* [TEXTO SELECIONADO]:
§

Uma criança de 11 anos, vítima de estupro e grávida de 29 semanas, está sendo mantida em um abrigo há mais de um mês para evitar que faça um aborto legal em Santa Catarina. De acordo com a reportagem do Intercept, a mãe da menina descobriu a gravidez da filha quando ela já estava na 22ª semana.

Segundo o Intercept, dois dias após a descoberta da gravidez, a menina foi levada ao Hospital Universitário Professor Polydoro Ernani de São Thiago, o HU, ligado à UFSC, onde mãe e filha afirmaram que não queriam manter a gravidez. No entanto, a unidade de saúde alegou que só faz o procedimento até a 20ª semana e que após esse prazo seria necessário uma autorização judicial para realizar o abortamento.

Na sequência, mãe e filha entraram com o pedido na Justiça. Porém, em vez de conceder a autorização, a juíza Joana Ribeiro Zimmer induziu a criança a manter a gravidez. Além disso, a pedido da promotora Mirela Dutra Alberton, do Ministério Público catarinense, a menina foi retirada do convívio da família e levada para um abrigo.

Inicialmente, a ordem visava proteger a criança do agressor. No entanto, em um despacho de 1º de junho, a juíza admitiu que a medida também visava impedir o aborto do feto. “O fato é que, doravante, o risco é que a mãe efetue algum procedimento para operar a morte do bebê”, escreveu a magistrada no documento.

Em uma audiência judicial, realizada no dia 9 de maio, à qual o Intercept teve acesso, a juíza propôs que a criança mantivesse a gravidez por mais “uma ou duas semanas”. “Você suportaria ficar mais um pouquinho?”, questiona a magistrada.

A promotora do caso também propõe que a menina mantenha a gravidez por mais duas semanas para que o feto tenha “chance de sobreviver”.

“Em vez de deixar ele morrer – porque já é um bebê, já é uma criança –, em vez de a gente tirar da tua barriga e ver ele morrendo e agonizando, é isso que acontece, porque o Brasil não concorda com a eutanásia, o Brasil não tem, não vai dar medicamento para ele… Ele vai nascer chorando, não [inaudível] medicamento para ele morrer”, afirma a promotora.

O que dizem os envolvidos

Procurada pela Intercept, a juíza Joana Ribeiro informou que “não se manifestará sobre trechos da referida audiência, que foram vazados de forma criminosa. Não só por se tratar de um caso que tramita em segredo de justiça, mas, sobretudo para garantir a devida proteção integral à criança”.

§

* [TAREFA 1]:
Resuma em duas frases a reportagem sobre a menina de 11 anos mantida em um abrigo em Santa Catarina.
* [TAREFA 2]:
Na reportagem sobre a menina mantida em abrigo em Santa Catarina, em que semana de gestação a mãe descobriu a gravidez da filha?
* [TAREFA 3]:
Dê continuidade à reportagem sobre a menina mantida em abrigo em Santa Catarina, começando logo após a última frase apresentada.
A listagem é um material à parte, sem relação com o texto.

§

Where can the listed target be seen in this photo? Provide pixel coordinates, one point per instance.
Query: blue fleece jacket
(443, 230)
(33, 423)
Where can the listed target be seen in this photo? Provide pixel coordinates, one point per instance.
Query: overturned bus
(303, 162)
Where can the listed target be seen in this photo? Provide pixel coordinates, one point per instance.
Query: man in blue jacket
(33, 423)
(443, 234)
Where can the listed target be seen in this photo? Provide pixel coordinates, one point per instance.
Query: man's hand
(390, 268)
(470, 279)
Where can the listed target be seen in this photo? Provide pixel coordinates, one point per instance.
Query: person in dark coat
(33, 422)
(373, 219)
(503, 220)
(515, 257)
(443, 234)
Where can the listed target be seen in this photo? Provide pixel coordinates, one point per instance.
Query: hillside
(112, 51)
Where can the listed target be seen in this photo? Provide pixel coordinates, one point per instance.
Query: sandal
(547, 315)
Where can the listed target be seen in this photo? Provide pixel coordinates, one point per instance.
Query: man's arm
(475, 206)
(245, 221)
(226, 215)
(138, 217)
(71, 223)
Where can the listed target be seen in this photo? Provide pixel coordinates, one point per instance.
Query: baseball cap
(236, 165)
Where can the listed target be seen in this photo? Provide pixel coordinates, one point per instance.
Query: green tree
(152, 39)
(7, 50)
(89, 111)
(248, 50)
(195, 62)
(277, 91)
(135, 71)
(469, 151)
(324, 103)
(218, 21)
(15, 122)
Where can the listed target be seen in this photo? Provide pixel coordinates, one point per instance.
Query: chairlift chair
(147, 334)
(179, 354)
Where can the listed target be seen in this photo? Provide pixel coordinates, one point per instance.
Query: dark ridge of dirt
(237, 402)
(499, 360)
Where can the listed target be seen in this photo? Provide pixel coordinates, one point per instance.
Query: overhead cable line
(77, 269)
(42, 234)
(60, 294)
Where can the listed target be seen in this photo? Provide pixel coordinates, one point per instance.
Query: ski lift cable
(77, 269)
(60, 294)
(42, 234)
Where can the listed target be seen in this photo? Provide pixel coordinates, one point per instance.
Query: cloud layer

§

* [RESPOSTA 1]:
Uma menina de 11 anos, vítima de estupro e grávida de 29 semanas, está há mais de um mês em um abrigo em Santa Catarina para evitar que faça um aborto legal, depois que o hospital universitário ligado à UFSC alegou só realizar o procedimento até a 20ª semana e exigiu autorização judicial. Em vez de conceder a autorização, a juíza Joana Ribeiro Zimmer induziu a criança a manter a gravidez, e a menina foi levada ao abrigo a pedido da promotora Mirela Dutra Alberton.

* [RESPOSTA 2]:
Na 22ª semana.

* [RESPOSTA 3]:
Em nota, o Tribunal de Justiça afirmou que “seria de extrema importância que esse caso continue a ser tratado pela instância adequada, ou seja, pela Justiça, com toda a responsabilidade e ética que a situação requer e com a devida proteção a todos os seus direitos [da menina]”.

Também procurada pela reportagem, a promotora Mirela Dutra Alberton alegou que o hospital “se recusou a realizar a interrupção da gravidez” e que, caso houvesse “uma situação concreta de risco”, seria “obrigação” dos médicos agirem, o que não aconteceu.

Em nota ao Intercept, o HU informou que em casos de aborto legal após a 20ª semana o hospital realiza “inúmeros encaminhamentos ao poder judiciário que, normalmente, defere o pedido com agilidade, compreendendo a complexidade e urgência da situação”. A nota diz ainda que o HU “discorda” que “o parecer técnico dos profissionais desta instituição tenha respaldado o encaminhamento do MP”.

O primeiro laudo do hospital sobre o caso aponta que não havia risco de morte para a menina naquele momento. No entanto, outros médicos do mesmo hospital avaliaram o contrário. Em depoimentos na audiência e em outros laudos anexados ao processo, os médicos destacaram os riscos que a criança corre.

A médica Maristela Muller Sens, por exemplo, destacou em 10 de maio que a continuação da gravidez apresenta riscos como anemia grave, pré-eclâmpsia, maior chance de hemorragias e até histerectomia – a retirada do útero, consequência irreversível.

“O que eu posso dizer, tecnicamente, é que uma criança de 10 anos é uma criança de 10 anos. É uma pessoa que tem imaturidade cognitiva, biológica e emocional para tomar uma decisão. É uma criança que tem biologicamente danos para ela poder levar uma gravidez”, afirmou a médica Emarise Medeiros Paes de Andrade, na audiência de 17 de maio.

Mãe e filha reunidas

No início deste mês, uma decisão autorizou que a menina e a mãe ficassem em um abrigo para vítimas de violência. Segundo o intercept, apenas no último dia 17 elas conseguiram ficar juntas.